--- START ---

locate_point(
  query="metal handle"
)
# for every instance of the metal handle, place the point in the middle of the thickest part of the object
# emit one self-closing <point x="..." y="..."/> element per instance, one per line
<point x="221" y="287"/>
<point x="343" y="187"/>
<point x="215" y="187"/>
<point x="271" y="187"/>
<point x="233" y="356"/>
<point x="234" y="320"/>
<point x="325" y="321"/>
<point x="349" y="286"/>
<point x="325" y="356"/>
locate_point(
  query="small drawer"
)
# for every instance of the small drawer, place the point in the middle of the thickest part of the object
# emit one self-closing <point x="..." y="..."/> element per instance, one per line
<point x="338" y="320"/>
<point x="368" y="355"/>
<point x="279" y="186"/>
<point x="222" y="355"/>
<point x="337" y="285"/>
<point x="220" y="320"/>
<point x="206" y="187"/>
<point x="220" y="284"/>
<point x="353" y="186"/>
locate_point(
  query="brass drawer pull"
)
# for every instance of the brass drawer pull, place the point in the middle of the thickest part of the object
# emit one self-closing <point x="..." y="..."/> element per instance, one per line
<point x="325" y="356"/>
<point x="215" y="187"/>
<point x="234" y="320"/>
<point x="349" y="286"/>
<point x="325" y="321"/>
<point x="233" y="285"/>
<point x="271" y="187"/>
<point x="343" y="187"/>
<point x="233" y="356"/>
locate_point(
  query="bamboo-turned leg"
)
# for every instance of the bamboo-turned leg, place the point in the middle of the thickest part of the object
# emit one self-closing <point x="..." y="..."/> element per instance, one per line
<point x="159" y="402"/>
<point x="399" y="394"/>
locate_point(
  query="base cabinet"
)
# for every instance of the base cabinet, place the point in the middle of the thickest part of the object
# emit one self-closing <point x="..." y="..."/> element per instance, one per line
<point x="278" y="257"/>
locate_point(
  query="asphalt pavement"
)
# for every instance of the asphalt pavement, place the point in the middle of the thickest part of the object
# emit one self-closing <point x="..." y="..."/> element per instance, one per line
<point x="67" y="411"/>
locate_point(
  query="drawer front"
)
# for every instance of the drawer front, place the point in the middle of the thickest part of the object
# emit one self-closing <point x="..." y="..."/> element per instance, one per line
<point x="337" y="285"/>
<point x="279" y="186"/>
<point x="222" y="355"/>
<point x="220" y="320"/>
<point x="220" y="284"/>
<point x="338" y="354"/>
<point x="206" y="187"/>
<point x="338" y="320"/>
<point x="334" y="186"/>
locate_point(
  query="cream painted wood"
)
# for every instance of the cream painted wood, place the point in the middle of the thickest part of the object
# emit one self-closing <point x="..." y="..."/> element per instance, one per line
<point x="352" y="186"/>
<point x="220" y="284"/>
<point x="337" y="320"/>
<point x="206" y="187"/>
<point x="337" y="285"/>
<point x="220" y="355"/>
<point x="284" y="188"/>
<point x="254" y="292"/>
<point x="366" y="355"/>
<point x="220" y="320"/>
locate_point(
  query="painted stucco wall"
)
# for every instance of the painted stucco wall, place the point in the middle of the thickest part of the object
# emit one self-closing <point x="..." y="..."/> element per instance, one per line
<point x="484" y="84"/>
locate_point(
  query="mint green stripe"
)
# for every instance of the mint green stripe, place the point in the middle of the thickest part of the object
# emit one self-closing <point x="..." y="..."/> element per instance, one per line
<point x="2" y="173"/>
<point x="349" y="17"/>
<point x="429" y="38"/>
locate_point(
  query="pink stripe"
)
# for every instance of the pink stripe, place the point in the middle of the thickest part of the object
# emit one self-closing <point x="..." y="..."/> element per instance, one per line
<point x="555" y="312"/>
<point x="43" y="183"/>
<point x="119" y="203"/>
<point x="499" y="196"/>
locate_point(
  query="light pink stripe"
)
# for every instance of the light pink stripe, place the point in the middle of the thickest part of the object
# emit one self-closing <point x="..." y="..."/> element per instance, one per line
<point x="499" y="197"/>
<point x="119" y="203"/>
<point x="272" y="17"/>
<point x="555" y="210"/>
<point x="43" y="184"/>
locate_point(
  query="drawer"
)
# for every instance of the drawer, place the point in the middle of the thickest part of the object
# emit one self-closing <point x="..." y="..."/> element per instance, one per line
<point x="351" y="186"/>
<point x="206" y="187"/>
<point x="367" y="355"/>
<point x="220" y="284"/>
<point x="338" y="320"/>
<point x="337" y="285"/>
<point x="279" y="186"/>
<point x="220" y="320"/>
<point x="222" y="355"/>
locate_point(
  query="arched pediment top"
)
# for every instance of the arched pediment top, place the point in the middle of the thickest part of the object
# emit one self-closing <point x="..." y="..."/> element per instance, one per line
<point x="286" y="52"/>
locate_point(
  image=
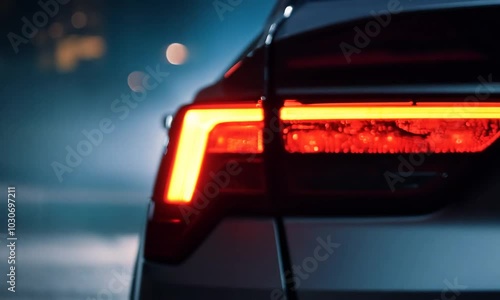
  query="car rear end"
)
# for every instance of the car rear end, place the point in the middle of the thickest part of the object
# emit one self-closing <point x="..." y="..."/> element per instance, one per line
<point x="352" y="154"/>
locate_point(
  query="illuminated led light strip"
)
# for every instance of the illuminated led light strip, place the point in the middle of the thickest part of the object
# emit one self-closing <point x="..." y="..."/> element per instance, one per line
<point x="196" y="127"/>
<point x="374" y="112"/>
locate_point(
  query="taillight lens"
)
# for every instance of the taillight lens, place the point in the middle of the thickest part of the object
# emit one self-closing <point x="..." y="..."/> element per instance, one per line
<point x="389" y="128"/>
<point x="208" y="130"/>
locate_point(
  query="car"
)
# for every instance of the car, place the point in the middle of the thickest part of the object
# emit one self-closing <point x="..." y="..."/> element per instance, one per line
<point x="351" y="152"/>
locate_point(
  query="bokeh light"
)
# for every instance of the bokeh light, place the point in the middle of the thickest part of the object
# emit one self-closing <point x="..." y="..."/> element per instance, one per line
<point x="135" y="81"/>
<point x="177" y="54"/>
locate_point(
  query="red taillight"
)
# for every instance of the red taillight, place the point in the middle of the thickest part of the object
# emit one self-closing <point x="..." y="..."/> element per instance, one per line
<point x="390" y="128"/>
<point x="211" y="129"/>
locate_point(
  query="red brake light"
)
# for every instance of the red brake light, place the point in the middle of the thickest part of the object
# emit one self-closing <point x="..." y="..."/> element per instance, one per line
<point x="225" y="130"/>
<point x="390" y="128"/>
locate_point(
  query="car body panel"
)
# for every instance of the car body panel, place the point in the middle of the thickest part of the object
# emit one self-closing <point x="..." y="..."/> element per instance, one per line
<point x="416" y="257"/>
<point x="239" y="259"/>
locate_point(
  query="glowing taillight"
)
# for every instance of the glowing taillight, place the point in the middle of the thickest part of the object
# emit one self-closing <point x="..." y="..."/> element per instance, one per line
<point x="389" y="128"/>
<point x="233" y="129"/>
<point x="236" y="138"/>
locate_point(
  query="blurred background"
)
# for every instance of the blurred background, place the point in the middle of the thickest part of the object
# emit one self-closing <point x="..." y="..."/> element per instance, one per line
<point x="67" y="68"/>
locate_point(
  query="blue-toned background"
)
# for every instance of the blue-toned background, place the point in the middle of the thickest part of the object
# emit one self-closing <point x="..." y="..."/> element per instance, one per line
<point x="79" y="231"/>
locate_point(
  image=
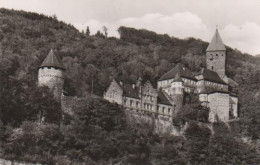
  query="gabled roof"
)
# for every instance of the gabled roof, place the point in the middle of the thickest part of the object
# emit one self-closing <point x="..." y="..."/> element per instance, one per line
<point x="177" y="78"/>
<point x="52" y="61"/>
<point x="162" y="99"/>
<point x="216" y="43"/>
<point x="181" y="70"/>
<point x="212" y="76"/>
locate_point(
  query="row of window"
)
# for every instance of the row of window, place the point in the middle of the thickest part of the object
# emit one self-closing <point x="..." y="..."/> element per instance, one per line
<point x="147" y="106"/>
<point x="147" y="97"/>
<point x="179" y="83"/>
<point x="164" y="109"/>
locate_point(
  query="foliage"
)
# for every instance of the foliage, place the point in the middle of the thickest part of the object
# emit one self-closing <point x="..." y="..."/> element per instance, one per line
<point x="99" y="133"/>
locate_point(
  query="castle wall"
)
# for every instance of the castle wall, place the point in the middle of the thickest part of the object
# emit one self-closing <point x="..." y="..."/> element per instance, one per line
<point x="52" y="78"/>
<point x="164" y="83"/>
<point x="216" y="61"/>
<point x="234" y="106"/>
<point x="114" y="93"/>
<point x="133" y="103"/>
<point x="219" y="106"/>
<point x="210" y="85"/>
<point x="189" y="85"/>
<point x="149" y="97"/>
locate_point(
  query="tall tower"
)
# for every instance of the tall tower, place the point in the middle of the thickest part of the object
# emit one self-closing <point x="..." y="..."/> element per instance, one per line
<point x="51" y="74"/>
<point x="216" y="55"/>
<point x="177" y="93"/>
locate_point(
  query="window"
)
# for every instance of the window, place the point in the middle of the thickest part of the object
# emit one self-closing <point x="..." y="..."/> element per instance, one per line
<point x="211" y="57"/>
<point x="131" y="103"/>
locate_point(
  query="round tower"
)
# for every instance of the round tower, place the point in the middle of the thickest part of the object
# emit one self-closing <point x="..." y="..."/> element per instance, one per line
<point x="216" y="55"/>
<point x="177" y="85"/>
<point x="51" y="74"/>
<point x="177" y="91"/>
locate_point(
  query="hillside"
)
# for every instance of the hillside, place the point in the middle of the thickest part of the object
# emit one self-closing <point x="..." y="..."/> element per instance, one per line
<point x="25" y="40"/>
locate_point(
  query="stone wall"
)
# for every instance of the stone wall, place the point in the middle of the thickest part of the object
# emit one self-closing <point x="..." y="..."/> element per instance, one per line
<point x="216" y="61"/>
<point x="114" y="93"/>
<point x="219" y="106"/>
<point x="52" y="78"/>
<point x="69" y="103"/>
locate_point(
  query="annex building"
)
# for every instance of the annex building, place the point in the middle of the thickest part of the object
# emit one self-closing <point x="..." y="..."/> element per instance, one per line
<point x="142" y="100"/>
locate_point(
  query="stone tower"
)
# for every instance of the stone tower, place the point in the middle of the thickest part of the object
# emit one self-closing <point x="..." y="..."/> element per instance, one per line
<point x="51" y="74"/>
<point x="216" y="55"/>
<point x="177" y="93"/>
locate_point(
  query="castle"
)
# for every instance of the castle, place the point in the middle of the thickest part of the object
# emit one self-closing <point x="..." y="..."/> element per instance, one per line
<point x="211" y="84"/>
<point x="51" y="74"/>
<point x="160" y="105"/>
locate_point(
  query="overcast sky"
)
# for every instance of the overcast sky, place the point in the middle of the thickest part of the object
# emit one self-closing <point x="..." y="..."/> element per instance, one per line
<point x="238" y="21"/>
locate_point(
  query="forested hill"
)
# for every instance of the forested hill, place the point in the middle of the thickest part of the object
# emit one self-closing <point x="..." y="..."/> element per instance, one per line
<point x="25" y="40"/>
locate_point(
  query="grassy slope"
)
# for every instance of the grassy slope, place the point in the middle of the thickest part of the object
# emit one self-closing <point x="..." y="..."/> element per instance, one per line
<point x="27" y="37"/>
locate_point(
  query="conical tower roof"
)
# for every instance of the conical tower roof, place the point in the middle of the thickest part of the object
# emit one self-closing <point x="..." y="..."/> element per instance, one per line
<point x="216" y="43"/>
<point x="52" y="61"/>
<point x="204" y="90"/>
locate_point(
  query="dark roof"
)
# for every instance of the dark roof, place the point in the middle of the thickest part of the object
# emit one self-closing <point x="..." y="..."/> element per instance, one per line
<point x="216" y="43"/>
<point x="129" y="91"/>
<point x="177" y="78"/>
<point x="212" y="76"/>
<point x="181" y="70"/>
<point x="52" y="61"/>
<point x="204" y="90"/>
<point x="162" y="99"/>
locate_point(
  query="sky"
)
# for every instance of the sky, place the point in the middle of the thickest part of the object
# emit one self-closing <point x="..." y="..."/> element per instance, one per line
<point x="238" y="21"/>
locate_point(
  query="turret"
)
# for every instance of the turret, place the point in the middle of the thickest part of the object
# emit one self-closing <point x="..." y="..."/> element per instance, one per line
<point x="177" y="85"/>
<point x="51" y="74"/>
<point x="216" y="55"/>
<point x="177" y="93"/>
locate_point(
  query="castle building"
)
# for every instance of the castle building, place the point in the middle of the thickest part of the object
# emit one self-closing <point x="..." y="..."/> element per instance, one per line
<point x="51" y="74"/>
<point x="211" y="84"/>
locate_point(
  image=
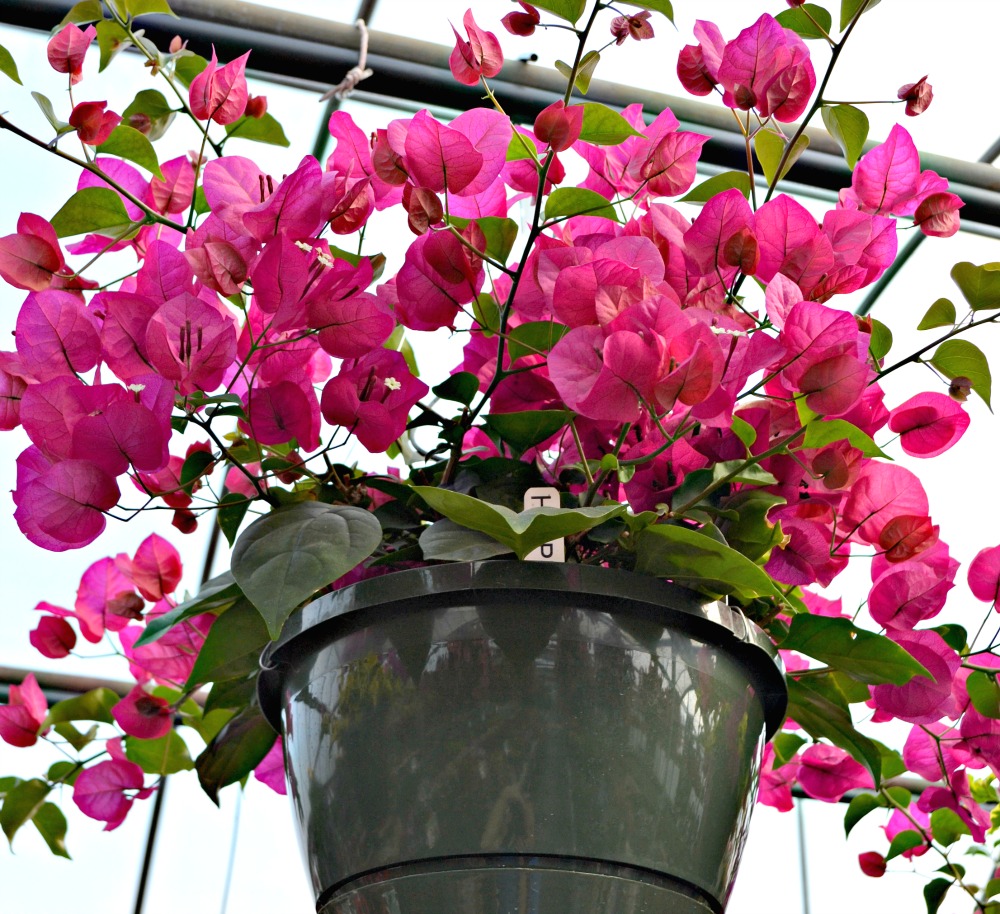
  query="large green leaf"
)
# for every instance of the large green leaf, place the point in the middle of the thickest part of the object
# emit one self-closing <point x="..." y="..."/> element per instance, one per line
<point x="871" y="658"/>
<point x="604" y="127"/>
<point x="822" y="718"/>
<point x="577" y="201"/>
<point x="770" y="147"/>
<point x="237" y="749"/>
<point x="534" y="338"/>
<point x="447" y="541"/>
<point x="93" y="209"/>
<point x="8" y="66"/>
<point x="232" y="647"/>
<point x="979" y="284"/>
<point x="217" y="594"/>
<point x="520" y="531"/>
<point x="284" y="558"/>
<point x="693" y="559"/>
<point x="20" y="804"/>
<point x="849" y="127"/>
<point x="717" y="184"/>
<point x="524" y="430"/>
<point x="165" y="755"/>
<point x="51" y="825"/>
<point x="570" y="10"/>
<point x="962" y="359"/>
<point x="127" y="143"/>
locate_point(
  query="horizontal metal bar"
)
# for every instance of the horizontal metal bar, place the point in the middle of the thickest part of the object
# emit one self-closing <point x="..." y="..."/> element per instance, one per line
<point x="320" y="51"/>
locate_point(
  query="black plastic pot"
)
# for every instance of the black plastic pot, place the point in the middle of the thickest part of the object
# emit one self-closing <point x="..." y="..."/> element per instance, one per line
<point x="521" y="738"/>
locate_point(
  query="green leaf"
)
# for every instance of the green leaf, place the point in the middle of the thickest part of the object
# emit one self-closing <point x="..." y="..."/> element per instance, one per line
<point x="979" y="284"/>
<point x="93" y="705"/>
<point x="520" y="531"/>
<point x="584" y="73"/>
<point x="570" y="10"/>
<point x="984" y="694"/>
<point x="868" y="657"/>
<point x="960" y="358"/>
<point x="45" y="106"/>
<point x="881" y="340"/>
<point x="565" y="202"/>
<point x="84" y="11"/>
<point x="237" y="749"/>
<point x="796" y="19"/>
<point x="904" y="841"/>
<point x="823" y="718"/>
<point x="258" y="129"/>
<point x="751" y="533"/>
<point x="524" y="430"/>
<point x="446" y="541"/>
<point x="188" y="67"/>
<point x="695" y="560"/>
<point x="534" y="338"/>
<point x="858" y="808"/>
<point x="849" y="9"/>
<point x="486" y="311"/>
<point x="74" y="737"/>
<point x="604" y="127"/>
<point x="217" y="594"/>
<point x="111" y="38"/>
<point x="520" y="147"/>
<point x="849" y="127"/>
<point x="153" y="105"/>
<point x="284" y="558"/>
<point x="51" y="825"/>
<point x="232" y="511"/>
<point x="821" y="432"/>
<point x="166" y="755"/>
<point x="941" y="314"/>
<point x="936" y="889"/>
<point x="717" y="184"/>
<point x="657" y="6"/>
<point x="128" y="143"/>
<point x="770" y="147"/>
<point x="947" y="827"/>
<point x="143" y="7"/>
<point x="785" y="746"/>
<point x="500" y="234"/>
<point x="20" y="805"/>
<point x="7" y="65"/>
<point x="93" y="209"/>
<point x="232" y="647"/>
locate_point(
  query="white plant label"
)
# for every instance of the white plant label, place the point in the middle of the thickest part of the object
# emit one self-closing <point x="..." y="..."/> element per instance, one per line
<point x="545" y="497"/>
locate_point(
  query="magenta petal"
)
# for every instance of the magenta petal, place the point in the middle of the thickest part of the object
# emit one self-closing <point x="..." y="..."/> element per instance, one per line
<point x="984" y="575"/>
<point x="929" y="424"/>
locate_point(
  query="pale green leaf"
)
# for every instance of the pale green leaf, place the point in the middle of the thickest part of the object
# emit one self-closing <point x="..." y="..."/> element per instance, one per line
<point x="849" y="127"/>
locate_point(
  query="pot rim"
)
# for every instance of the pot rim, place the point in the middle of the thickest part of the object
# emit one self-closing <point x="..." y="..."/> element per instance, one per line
<point x="584" y="586"/>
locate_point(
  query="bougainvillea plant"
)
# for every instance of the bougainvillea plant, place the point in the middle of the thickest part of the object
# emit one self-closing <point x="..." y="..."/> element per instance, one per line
<point x="667" y="352"/>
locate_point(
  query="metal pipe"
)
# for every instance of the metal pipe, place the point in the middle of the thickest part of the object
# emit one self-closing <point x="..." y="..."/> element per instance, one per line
<point x="292" y="44"/>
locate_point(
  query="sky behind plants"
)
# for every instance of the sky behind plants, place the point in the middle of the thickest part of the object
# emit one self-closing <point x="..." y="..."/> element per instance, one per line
<point x="898" y="42"/>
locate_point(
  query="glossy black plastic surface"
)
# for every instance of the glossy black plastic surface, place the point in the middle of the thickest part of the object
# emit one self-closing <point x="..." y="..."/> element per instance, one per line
<point x="487" y="733"/>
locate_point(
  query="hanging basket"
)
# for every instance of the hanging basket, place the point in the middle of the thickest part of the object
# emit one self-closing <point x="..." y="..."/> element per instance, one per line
<point x="521" y="738"/>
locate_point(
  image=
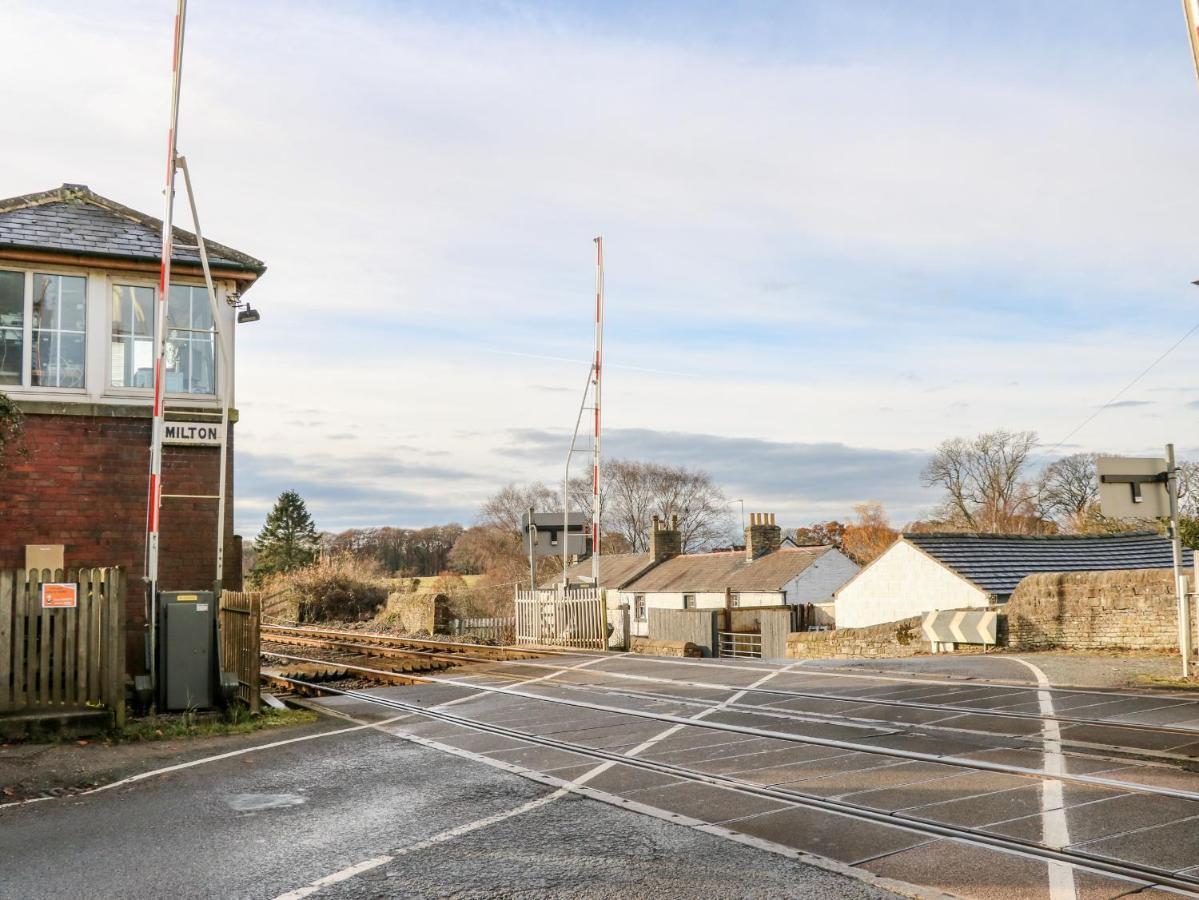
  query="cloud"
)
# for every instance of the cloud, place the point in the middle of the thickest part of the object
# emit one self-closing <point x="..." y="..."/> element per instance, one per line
<point x="359" y="491"/>
<point x="800" y="481"/>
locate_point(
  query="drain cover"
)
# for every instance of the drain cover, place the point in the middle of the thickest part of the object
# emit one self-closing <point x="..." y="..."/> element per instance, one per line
<point x="254" y="802"/>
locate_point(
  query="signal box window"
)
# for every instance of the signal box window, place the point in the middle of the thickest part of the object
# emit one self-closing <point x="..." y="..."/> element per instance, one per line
<point x="188" y="357"/>
<point x="12" y="327"/>
<point x="60" y="307"/>
<point x="132" y="348"/>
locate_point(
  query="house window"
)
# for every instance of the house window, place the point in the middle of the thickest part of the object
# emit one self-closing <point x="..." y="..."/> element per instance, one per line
<point x="132" y="342"/>
<point x="59" y="319"/>
<point x="190" y="350"/>
<point x="12" y="327"/>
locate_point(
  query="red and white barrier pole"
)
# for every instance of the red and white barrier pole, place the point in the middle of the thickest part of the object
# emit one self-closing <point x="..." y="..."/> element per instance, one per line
<point x="154" y="499"/>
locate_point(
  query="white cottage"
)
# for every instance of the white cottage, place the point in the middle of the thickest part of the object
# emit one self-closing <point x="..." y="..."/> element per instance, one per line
<point x="764" y="574"/>
<point x="925" y="572"/>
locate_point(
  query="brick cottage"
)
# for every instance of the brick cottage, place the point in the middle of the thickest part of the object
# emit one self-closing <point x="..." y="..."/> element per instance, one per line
<point x="77" y="306"/>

--- END ---

Beginning with the top line of the data above, output every line exactly until the one that contains "# for every instance of the base", and include that one too.

Answer space:
locate_point(
  query="metal handle"
)
# for every instance of the metal handle, place the point in the middle of the thickest part of the object
# emit one self-closing <point x="..." y="..."/> element per instance, one per line
<point x="221" y="287"/>
<point x="343" y="187"/>
<point x="215" y="187"/>
<point x="271" y="187"/>
<point x="233" y="356"/>
<point x="234" y="320"/>
<point x="325" y="321"/>
<point x="349" y="286"/>
<point x="325" y="356"/>
locate_point(
  query="small drawer"
)
# for every instance of the small drawer, place the point in the middle of the thickest part of the object
# emit one self-closing <point x="..." y="..."/> element per instance, one per line
<point x="338" y="320"/>
<point x="368" y="355"/>
<point x="279" y="186"/>
<point x="222" y="355"/>
<point x="337" y="285"/>
<point x="220" y="320"/>
<point x="206" y="187"/>
<point x="220" y="284"/>
<point x="353" y="186"/>
locate_point(
  query="brass drawer pull"
)
# for every instance of the brass drawer pull, place the point in the middle of the thickest part of the object
# emit one self-closing <point x="..." y="..."/> element per instance, one per line
<point x="325" y="356"/>
<point x="215" y="187"/>
<point x="234" y="320"/>
<point x="349" y="286"/>
<point x="325" y="321"/>
<point x="233" y="285"/>
<point x="271" y="187"/>
<point x="343" y="187"/>
<point x="233" y="356"/>
locate_point(
  query="bamboo-turned leg"
)
# for every instance of the bamboo-turned leg, place the point in the middle of the thickest part of the object
# emit one self-closing <point x="..." y="..."/> element per instance, one per line
<point x="159" y="402"/>
<point x="399" y="394"/>
locate_point(
  query="base cabinet"
)
# for every instance of the base cabinet, place the point in the middle of the thickest part of the object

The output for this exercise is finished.